STILL NO ANSWER: THIRD PARTY DAMAGE AND THE LEGAL BLACK HOLE

I N DUNCAN WALLACE QC

Editor, Hudson’s Building and Engineering Contracts

INTRODUCTION

Unfortunately, it does not look as if the decision of the House of Lords in Alfred McAlpine Construction Ltd v. Panatown Ltd 1 resolves the seminally important issue of contract and third party damage raised by that case. This was due to the fortuitous presence of an extraneous “one-off undertaking given under seal by the contractors to the third party property owners in that case. Though in the event considered but then discarded as irrelevant in the Court of Appeal, it will be seen that this document (“DCD”) was crucial to the eventual outcome in the House of Lords’ majority speeches. Inevitably, external commitments in that “one-off” form are unlikely to be encountered in future disputes.

> Goal A
According to the excerpt on third party damage, which court considered the sealed undertaking but then discarded it as irrelevant?

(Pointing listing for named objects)
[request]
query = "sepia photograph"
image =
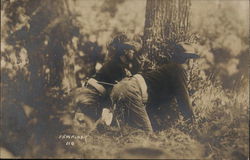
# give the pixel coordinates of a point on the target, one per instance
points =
(124, 79)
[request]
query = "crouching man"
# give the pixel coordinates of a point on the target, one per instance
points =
(140, 93)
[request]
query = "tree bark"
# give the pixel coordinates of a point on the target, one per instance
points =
(166, 23)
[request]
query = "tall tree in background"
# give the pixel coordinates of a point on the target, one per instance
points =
(46, 32)
(166, 23)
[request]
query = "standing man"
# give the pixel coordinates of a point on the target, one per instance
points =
(149, 90)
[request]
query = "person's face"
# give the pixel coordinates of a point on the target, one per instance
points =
(127, 58)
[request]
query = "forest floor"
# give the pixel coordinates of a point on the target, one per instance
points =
(220, 132)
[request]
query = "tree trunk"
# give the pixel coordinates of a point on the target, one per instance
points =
(166, 23)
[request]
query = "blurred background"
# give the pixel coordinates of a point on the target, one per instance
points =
(48, 46)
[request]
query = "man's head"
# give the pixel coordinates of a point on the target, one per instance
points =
(125, 51)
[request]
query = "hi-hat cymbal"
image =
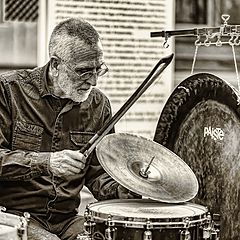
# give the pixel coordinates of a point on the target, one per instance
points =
(147, 168)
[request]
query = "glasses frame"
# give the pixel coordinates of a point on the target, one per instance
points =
(100, 72)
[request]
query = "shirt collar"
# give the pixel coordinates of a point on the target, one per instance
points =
(45, 90)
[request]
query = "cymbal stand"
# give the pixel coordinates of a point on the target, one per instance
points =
(152, 76)
(224, 35)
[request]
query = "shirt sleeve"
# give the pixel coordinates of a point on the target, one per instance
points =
(17, 164)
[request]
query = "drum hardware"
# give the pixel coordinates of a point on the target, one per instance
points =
(224, 35)
(2, 209)
(125, 157)
(147, 235)
(153, 75)
(210, 232)
(185, 234)
(146, 219)
(110, 230)
(88, 224)
(144, 172)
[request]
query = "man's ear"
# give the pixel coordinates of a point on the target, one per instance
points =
(54, 64)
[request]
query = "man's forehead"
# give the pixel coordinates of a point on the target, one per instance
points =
(83, 52)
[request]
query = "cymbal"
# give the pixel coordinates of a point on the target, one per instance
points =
(147, 168)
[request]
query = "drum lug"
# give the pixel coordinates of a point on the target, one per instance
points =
(110, 230)
(88, 226)
(147, 235)
(2, 209)
(209, 231)
(185, 234)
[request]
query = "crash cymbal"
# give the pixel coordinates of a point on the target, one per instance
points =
(147, 168)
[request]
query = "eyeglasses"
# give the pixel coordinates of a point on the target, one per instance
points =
(100, 71)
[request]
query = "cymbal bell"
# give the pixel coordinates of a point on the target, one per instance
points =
(147, 168)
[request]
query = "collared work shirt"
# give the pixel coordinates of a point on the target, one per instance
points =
(34, 123)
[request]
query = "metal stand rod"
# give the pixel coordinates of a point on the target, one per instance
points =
(163, 63)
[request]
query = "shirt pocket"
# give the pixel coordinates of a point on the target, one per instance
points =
(27, 136)
(79, 139)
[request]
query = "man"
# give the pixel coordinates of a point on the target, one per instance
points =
(46, 115)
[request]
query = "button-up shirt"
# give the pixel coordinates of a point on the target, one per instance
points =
(34, 123)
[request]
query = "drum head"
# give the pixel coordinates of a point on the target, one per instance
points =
(142, 209)
(200, 123)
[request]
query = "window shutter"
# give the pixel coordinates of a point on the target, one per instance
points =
(129, 52)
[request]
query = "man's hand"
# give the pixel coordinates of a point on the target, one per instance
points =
(67, 163)
(124, 193)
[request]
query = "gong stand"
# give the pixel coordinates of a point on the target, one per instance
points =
(217, 36)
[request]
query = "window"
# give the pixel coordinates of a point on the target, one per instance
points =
(207, 12)
(188, 11)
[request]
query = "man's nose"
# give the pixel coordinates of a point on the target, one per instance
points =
(93, 79)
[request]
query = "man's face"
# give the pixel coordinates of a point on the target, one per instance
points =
(77, 77)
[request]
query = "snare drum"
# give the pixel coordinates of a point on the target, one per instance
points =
(144, 219)
(12, 227)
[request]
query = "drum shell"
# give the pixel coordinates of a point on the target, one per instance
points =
(204, 102)
(127, 225)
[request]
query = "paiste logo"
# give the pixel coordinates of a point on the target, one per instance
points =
(214, 133)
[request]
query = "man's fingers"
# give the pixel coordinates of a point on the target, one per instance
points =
(76, 155)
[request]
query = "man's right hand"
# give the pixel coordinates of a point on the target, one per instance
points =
(67, 163)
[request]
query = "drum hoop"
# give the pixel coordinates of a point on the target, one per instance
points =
(151, 225)
(140, 222)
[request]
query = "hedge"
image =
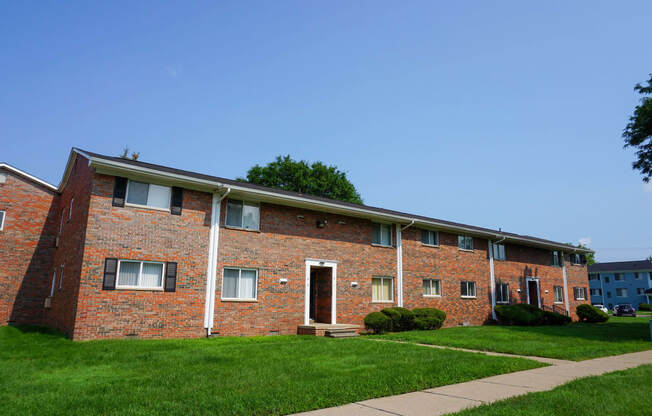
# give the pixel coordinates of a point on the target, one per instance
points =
(590, 314)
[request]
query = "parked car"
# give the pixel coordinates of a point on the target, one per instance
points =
(602, 308)
(623, 309)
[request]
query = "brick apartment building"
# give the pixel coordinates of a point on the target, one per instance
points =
(127, 248)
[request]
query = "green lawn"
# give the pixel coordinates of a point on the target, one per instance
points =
(572, 342)
(627, 393)
(44, 373)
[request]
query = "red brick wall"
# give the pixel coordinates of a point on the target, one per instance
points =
(143, 234)
(26, 247)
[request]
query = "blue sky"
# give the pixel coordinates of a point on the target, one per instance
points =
(500, 115)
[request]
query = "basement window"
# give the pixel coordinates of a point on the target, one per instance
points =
(148, 195)
(239, 284)
(140, 275)
(468, 289)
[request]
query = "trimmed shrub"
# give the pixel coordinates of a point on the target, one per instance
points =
(590, 314)
(519, 314)
(428, 318)
(378, 322)
(401, 319)
(554, 318)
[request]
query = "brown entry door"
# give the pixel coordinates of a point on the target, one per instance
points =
(533, 291)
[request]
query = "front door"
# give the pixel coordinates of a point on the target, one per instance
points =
(533, 292)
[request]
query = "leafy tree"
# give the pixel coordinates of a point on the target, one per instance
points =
(638, 132)
(300, 176)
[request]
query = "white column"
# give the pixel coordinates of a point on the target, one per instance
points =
(492, 280)
(399, 266)
(563, 269)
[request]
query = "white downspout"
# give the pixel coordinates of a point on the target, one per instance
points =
(213, 245)
(399, 263)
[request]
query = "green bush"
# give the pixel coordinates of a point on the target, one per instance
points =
(401, 319)
(591, 314)
(378, 322)
(519, 314)
(428, 318)
(554, 318)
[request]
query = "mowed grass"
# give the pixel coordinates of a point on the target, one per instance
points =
(44, 373)
(627, 392)
(571, 342)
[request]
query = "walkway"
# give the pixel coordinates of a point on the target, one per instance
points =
(456, 397)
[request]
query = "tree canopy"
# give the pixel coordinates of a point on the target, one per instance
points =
(299, 176)
(638, 132)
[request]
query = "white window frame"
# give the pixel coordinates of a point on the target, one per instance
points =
(465, 237)
(498, 291)
(244, 202)
(497, 252)
(389, 228)
(391, 289)
(140, 273)
(131, 204)
(431, 287)
(237, 299)
(475, 290)
(561, 294)
(435, 238)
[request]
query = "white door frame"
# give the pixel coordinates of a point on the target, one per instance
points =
(527, 287)
(321, 263)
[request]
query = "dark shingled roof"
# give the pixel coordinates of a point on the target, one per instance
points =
(618, 266)
(311, 197)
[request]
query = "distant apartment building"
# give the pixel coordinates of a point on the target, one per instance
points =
(621, 282)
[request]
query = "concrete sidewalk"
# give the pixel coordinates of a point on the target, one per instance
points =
(456, 397)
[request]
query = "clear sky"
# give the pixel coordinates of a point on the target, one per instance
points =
(506, 114)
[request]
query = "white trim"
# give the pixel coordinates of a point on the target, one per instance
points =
(239, 269)
(28, 176)
(118, 286)
(320, 263)
(399, 266)
(527, 286)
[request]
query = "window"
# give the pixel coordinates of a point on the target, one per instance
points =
(558, 294)
(465, 242)
(242, 214)
(431, 287)
(61, 277)
(498, 250)
(468, 289)
(148, 195)
(429, 237)
(382, 289)
(240, 284)
(381, 234)
(502, 293)
(140, 275)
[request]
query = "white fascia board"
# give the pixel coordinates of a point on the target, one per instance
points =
(27, 176)
(293, 200)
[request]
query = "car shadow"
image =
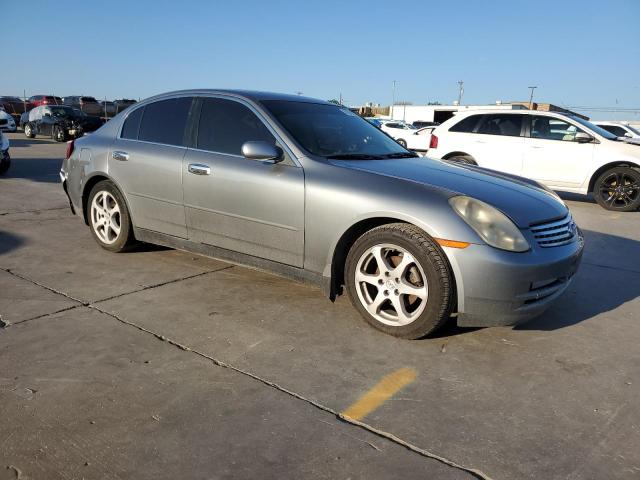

> Goal B
Return every line of the listing that contains the string "building", matching case exactly.

> Exercise solution A
The Court of Appeal.

> Exercise solution B
query = "brick apartment building"
query = "distant apartment building"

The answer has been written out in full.